SELECTED EXCERPT
+ + + +

Break-ups can be messy in the music world. Singers have their medium to work through their emotions and if their song becomes a hit—or a career (Taylor Swift)—then we have this strange ringside seat as we pick through their heartache.
Think of Justin Timberlake’s “Cry Me A River,” where we not only know it’s about Britney, but we then get the video that gives us way too much info. Heartache is one thing, but revenge porn? Have y’all tried couples’ therapy?
I’ve been thinking a great deal about break-ups since we recorded this week’s 50 Years of Music w/ 50 Year Old White Guys podcast for 1981. As Ben finished his take on Marvin Gaye’s “Sexual Healing,” Jeff brought up a mind-blowing bit of biography: that when Gaye and his wife divorced in the mid-70s, the settlement called for her to get half of the profits from his next album.
This was a terrible miscalculation.

+ + + +

GIVEN INFORMATION

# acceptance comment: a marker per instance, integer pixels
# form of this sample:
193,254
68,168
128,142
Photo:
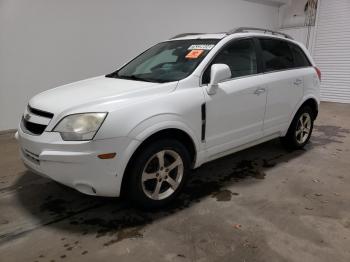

+ + + +

ACTIONS TO TAKE
[A] Please list every person named in the piece about music break-ups above.
[B] Write a continuation of the piece about music break-ups, picking up after its final sentence.

ANSWERS FOR THE EXERCISE
[A] Taylor Swift, Justin Timberlake, Britney, Ben, Marvin Gaye, Jeff

[B]
He went into the studio and unloaded a lot of his feelings. Kind of, actually, all of them. I think it’s fair for one to say he wasn’t at his musical best. And although some critics have gone back and tried to point out an underlying genius to the work, it must be really deep, deep down. I mean, I’ve listened to the album three times this week and the only genius I can really find is in the title of the album: “Here, My Dear.”
Of course, the best comeuppance for such a settlement would be for Gaye to tank the album and have it be a commercial flop; his ex-wife’s big power play would be for naught. And yes, it flopped—commercially and critically at the time—and Gaye admitted he wasn’t about to break his back when his ex would take much of the money.
But Gaye also indicated he was absolutely drained by the end of it—it ended up being a double album—and some of the tracks featured Gaye coming straight from lawyer meetings and just talking over dudes playing a soul riff. The defining song of the album is the straightforward-ly titled, “When Did You Stop Loving Me, When Did I Stop Loving You.” Here’s Gaye putting it all out there:
Do you remember all of the bullshit, baby?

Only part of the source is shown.